The data »
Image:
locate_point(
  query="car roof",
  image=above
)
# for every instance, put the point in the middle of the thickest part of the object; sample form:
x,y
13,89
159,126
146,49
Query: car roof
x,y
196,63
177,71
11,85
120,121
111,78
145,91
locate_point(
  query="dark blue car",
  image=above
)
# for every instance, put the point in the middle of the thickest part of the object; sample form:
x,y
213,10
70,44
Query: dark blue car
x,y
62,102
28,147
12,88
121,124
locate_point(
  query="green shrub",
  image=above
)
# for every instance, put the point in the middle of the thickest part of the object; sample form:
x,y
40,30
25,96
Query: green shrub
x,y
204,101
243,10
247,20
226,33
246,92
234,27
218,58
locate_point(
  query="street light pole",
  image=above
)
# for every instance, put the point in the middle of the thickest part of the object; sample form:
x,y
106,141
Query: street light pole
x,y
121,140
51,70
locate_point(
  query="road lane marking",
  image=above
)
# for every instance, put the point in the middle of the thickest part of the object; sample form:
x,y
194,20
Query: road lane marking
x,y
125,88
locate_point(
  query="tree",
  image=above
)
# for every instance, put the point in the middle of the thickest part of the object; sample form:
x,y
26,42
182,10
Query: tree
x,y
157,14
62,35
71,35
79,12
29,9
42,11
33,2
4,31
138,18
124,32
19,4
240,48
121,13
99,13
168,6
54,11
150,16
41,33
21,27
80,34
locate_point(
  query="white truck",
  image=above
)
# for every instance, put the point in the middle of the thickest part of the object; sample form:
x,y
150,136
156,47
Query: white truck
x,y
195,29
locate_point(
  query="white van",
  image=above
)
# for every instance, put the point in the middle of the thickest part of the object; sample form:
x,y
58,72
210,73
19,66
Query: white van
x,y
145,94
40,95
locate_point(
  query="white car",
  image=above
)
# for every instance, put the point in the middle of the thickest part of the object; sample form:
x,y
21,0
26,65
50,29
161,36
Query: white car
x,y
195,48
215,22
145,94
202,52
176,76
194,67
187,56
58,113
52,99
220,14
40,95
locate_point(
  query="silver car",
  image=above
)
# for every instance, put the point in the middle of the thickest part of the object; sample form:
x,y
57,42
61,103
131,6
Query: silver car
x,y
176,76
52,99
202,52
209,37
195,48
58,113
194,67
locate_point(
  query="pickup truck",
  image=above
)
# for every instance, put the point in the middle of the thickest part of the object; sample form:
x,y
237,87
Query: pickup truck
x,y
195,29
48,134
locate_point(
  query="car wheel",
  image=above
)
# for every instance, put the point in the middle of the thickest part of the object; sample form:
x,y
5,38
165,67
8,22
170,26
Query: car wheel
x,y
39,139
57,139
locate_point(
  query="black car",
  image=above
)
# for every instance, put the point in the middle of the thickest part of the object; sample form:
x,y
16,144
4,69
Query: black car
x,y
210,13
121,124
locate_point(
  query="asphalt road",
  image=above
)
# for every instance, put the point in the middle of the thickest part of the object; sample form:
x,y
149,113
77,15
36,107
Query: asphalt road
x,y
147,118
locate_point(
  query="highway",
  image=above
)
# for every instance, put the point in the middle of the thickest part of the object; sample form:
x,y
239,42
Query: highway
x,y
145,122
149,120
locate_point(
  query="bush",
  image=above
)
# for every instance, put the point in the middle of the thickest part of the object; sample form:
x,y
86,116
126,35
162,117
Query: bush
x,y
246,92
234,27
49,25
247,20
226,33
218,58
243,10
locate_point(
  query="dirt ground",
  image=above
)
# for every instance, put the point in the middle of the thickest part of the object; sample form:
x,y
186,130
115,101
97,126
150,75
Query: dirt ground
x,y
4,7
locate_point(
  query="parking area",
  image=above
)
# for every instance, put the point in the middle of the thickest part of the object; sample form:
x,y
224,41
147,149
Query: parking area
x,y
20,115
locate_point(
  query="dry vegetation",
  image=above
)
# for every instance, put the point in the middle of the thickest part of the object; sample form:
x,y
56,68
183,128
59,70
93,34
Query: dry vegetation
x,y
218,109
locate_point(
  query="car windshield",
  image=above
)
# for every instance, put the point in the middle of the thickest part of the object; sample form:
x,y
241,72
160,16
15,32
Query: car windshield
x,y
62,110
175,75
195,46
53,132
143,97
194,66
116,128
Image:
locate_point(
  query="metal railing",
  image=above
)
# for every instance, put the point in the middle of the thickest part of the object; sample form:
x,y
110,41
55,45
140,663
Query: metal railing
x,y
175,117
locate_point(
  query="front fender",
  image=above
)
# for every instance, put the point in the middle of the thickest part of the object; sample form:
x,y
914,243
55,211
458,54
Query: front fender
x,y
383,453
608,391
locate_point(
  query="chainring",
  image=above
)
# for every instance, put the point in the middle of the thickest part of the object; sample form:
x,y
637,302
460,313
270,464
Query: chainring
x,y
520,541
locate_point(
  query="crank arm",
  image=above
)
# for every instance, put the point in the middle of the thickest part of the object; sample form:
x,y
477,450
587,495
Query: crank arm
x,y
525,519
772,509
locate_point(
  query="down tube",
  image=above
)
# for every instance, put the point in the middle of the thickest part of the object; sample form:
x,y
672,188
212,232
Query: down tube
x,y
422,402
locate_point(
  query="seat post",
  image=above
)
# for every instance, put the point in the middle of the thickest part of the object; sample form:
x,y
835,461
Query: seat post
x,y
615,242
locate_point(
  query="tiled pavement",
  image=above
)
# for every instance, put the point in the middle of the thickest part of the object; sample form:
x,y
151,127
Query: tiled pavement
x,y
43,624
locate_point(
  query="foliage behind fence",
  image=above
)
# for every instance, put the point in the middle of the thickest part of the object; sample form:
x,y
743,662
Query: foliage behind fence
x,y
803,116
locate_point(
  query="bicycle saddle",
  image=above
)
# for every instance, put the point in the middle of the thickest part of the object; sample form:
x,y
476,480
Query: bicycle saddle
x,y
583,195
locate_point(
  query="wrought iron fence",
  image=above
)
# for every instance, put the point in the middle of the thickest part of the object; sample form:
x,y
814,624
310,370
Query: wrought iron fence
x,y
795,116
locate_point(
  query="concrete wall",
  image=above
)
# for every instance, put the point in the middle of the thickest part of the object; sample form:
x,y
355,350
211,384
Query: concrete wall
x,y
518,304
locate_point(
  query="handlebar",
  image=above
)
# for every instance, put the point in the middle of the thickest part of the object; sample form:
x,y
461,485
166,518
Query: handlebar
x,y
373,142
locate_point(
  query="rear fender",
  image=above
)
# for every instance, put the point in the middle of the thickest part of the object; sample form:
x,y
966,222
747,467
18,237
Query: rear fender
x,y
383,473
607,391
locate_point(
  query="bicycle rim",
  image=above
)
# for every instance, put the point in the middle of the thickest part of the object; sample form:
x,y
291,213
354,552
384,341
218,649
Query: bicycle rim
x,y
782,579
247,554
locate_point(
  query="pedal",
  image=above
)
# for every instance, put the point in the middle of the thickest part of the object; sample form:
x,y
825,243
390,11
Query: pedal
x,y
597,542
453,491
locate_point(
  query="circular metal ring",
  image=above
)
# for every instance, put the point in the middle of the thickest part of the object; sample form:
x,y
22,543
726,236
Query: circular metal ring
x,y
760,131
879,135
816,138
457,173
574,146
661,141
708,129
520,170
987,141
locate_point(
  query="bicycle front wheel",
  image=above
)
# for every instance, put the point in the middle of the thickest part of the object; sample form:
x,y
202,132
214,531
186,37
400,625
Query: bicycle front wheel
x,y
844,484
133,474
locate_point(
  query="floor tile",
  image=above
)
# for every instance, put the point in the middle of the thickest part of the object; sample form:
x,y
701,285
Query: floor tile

--

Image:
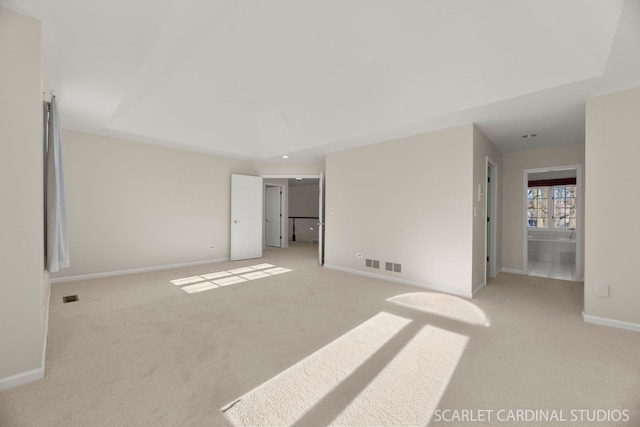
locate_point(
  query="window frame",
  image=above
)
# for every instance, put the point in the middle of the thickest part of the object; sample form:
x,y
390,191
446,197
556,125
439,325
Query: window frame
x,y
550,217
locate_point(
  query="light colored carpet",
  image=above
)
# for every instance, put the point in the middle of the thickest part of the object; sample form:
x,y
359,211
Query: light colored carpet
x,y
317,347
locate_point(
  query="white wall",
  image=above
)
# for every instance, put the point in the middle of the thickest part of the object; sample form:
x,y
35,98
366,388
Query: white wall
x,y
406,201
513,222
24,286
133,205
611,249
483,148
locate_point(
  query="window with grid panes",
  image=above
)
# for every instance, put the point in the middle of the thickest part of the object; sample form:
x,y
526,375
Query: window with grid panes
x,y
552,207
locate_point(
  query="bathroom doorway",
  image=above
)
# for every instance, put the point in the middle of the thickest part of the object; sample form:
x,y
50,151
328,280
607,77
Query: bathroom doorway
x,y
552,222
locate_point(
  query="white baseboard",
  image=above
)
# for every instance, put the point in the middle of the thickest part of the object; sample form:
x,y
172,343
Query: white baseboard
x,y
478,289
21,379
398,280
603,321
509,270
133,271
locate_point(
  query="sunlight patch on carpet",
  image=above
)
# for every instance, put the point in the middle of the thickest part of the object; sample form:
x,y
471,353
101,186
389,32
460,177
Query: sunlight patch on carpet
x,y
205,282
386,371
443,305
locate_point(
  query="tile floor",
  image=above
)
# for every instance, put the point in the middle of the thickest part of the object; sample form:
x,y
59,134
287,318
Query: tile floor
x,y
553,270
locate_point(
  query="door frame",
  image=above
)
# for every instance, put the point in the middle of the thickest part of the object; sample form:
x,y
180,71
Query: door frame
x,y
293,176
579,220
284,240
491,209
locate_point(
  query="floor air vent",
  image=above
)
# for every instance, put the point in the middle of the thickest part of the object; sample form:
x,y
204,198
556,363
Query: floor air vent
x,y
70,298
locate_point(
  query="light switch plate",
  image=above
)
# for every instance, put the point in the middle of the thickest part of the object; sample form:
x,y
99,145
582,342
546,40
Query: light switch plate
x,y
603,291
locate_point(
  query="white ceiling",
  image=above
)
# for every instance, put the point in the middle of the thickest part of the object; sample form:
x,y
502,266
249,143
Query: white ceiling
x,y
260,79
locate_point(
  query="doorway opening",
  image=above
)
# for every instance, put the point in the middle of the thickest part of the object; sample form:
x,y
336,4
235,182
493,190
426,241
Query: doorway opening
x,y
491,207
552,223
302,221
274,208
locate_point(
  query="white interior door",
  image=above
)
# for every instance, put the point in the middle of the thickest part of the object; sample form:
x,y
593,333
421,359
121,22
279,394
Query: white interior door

...

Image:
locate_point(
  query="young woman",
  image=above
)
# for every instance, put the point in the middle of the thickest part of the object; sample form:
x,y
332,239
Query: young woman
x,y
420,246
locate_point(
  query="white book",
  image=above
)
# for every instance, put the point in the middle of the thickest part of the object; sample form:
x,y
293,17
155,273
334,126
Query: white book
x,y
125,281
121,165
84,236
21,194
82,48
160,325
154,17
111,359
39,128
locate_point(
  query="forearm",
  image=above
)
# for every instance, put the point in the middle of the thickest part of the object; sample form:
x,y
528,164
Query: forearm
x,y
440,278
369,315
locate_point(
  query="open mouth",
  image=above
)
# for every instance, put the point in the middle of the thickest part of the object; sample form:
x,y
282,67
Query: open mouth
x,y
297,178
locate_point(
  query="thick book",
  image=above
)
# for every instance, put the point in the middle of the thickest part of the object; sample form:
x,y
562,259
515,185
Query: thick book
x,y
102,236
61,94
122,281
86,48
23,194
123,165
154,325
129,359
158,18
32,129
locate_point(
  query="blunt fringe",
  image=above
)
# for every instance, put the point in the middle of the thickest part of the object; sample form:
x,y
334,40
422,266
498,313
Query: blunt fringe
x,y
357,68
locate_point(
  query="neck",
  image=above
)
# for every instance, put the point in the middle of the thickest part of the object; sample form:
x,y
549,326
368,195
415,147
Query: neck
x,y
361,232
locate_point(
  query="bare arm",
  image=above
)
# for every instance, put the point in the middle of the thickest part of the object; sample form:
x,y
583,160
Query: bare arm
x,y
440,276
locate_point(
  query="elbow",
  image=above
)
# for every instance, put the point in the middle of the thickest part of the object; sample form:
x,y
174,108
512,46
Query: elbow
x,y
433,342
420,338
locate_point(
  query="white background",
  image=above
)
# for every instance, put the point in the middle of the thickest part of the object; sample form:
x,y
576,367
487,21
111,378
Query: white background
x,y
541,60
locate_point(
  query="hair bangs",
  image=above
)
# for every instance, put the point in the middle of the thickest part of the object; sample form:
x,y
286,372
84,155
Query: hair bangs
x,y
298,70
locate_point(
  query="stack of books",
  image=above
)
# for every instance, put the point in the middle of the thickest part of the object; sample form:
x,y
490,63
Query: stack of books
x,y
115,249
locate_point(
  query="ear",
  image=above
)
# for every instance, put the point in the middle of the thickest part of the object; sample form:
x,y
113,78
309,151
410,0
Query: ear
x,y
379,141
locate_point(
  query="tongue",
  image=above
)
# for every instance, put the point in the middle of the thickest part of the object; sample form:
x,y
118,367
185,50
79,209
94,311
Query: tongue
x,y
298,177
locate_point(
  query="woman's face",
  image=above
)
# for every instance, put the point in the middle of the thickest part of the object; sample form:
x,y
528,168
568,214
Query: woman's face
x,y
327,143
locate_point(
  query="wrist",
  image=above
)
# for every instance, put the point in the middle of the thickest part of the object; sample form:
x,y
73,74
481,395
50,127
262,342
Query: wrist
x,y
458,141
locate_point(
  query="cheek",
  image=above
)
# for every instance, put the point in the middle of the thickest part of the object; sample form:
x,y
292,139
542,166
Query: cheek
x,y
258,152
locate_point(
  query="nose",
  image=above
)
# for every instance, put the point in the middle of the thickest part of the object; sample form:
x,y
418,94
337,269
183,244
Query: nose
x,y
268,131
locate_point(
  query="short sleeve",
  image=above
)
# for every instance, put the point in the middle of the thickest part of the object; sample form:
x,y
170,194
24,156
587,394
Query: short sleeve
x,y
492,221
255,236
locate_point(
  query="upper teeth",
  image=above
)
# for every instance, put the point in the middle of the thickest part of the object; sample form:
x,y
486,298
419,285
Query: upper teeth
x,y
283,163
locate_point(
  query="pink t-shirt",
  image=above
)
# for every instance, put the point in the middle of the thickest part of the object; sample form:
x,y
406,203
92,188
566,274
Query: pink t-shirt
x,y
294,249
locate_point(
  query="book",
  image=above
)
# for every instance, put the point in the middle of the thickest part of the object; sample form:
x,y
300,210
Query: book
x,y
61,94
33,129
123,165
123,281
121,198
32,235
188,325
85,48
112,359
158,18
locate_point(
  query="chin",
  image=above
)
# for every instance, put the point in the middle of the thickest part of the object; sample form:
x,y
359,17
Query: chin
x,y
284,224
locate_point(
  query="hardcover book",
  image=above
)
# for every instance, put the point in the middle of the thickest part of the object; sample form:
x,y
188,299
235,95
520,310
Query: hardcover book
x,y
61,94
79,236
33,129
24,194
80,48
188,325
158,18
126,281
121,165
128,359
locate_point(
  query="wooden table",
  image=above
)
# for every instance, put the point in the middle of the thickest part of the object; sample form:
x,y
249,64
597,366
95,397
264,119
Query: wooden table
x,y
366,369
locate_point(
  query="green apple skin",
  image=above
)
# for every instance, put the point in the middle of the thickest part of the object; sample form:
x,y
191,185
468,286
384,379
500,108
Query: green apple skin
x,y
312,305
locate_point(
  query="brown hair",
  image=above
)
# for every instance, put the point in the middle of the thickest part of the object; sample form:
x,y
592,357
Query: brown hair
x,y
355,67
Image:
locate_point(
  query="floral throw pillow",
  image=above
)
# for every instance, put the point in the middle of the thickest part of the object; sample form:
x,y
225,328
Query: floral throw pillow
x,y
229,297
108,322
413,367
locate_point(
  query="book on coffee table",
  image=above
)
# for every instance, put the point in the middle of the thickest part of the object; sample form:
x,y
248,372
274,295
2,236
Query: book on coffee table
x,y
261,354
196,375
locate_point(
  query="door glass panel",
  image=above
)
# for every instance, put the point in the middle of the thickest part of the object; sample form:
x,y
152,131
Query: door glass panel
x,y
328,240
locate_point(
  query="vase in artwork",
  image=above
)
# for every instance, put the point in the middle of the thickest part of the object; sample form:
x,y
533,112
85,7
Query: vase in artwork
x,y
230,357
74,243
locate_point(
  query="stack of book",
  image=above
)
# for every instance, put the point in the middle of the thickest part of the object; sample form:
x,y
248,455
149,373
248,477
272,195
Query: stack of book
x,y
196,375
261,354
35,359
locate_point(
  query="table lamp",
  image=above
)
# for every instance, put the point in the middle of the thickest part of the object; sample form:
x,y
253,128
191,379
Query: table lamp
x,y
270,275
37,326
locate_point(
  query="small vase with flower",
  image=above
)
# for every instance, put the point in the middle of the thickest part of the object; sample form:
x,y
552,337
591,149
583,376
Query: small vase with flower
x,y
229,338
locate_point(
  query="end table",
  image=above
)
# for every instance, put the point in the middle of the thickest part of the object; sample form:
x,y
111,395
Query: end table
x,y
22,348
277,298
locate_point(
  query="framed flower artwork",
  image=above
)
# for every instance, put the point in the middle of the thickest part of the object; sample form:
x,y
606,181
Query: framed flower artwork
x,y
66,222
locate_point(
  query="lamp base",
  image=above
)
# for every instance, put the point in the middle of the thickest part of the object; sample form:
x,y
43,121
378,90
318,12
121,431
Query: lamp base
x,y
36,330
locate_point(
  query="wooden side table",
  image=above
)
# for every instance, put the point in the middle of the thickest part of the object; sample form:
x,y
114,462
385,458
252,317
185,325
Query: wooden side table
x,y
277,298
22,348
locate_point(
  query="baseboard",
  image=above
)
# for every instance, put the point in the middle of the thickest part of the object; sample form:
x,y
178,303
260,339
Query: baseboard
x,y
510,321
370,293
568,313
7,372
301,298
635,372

Aim of the task » Return every line in the rows above that contains the string "windshield", matching case exactly.

Answer to this problem »
  query="car windshield",
Query: car windshield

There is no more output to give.